- **JOB**
Please reproduce only the lines of the entries below, from the line containing "return mask of chair leg" through the end of the entries, both ends included, and keep every line, requests too. In the answers, multiply each polygon coordinate by 2.05 and round it to a whole number, with halves rounding up.

- **MATERIAL PROVIDED**

☆ ☆ ☆

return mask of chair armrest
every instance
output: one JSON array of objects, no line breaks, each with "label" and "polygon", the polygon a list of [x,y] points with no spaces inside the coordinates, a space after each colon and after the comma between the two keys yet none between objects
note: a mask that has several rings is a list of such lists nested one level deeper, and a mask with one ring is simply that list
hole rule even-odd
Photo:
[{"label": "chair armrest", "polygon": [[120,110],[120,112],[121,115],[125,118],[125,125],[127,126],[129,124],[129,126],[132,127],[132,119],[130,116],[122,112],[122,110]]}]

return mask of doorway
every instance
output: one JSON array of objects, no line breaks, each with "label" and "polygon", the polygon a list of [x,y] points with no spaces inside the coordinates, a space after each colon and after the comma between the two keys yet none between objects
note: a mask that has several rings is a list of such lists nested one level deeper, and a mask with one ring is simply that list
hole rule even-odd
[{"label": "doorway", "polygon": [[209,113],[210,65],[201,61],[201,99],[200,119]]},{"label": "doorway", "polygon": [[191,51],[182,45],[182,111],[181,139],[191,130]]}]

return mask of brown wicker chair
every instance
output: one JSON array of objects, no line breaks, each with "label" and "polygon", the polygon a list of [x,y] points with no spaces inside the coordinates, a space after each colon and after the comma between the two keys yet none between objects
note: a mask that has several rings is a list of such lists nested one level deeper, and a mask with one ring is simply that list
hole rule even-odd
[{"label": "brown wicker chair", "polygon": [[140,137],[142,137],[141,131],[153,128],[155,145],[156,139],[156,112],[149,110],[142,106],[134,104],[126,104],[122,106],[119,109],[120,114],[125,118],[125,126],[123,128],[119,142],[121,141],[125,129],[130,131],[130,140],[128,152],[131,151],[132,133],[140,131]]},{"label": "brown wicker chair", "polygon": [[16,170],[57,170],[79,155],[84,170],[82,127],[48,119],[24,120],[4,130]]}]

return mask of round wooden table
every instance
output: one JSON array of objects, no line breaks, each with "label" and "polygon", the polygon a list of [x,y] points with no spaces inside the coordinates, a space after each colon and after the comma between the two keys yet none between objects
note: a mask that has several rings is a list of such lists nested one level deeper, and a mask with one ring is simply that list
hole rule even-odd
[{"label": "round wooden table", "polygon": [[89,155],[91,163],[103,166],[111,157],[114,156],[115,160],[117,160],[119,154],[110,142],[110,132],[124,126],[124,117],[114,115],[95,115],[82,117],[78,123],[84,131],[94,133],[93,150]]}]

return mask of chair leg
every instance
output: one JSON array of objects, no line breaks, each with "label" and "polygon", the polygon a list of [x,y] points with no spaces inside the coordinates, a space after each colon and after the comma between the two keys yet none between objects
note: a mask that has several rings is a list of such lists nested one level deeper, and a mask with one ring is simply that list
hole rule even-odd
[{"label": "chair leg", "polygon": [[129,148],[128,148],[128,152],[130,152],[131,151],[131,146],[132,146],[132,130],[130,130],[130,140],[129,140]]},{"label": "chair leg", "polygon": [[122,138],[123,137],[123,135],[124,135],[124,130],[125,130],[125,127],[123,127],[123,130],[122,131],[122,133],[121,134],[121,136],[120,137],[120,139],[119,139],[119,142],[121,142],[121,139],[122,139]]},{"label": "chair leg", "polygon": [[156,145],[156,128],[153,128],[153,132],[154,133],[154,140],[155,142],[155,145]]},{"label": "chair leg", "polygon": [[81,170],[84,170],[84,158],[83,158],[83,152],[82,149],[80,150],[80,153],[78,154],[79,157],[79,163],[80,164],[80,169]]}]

☆ ☆ ☆

- **THE RESPONSE**
return mask of chair leg
every instance
output: one JSON array of objects, no line breaks, each with "label" and "polygon", the polygon a list of [x,y] points with no spaces inside the coordinates, a space after each colon and after the comma between the two keys yet none between objects
note: a mask that has several rings is a list of such lists nested one level deeper, and a mask with one ring is simply that list
hole rule even-odd
[{"label": "chair leg", "polygon": [[264,303],[262,303],[262,312],[267,312],[269,310],[269,299],[271,299],[271,267],[267,267],[267,287],[264,287]]},{"label": "chair leg", "polygon": [[250,283],[252,281],[252,277],[254,277],[254,267],[256,267],[256,260],[252,260],[252,267],[250,269],[250,273],[248,275],[248,279],[246,281],[246,285],[244,285],[244,291],[248,291],[248,285],[250,285]]},{"label": "chair leg", "polygon": [[320,297],[320,262],[314,262],[314,271],[316,273],[316,287],[318,291],[318,297]]},{"label": "chair leg", "polygon": [[166,349],[172,349],[172,324],[170,324],[170,312],[168,305],[164,308],[164,314],[160,316],[162,322],[162,334],[164,336],[164,346]]}]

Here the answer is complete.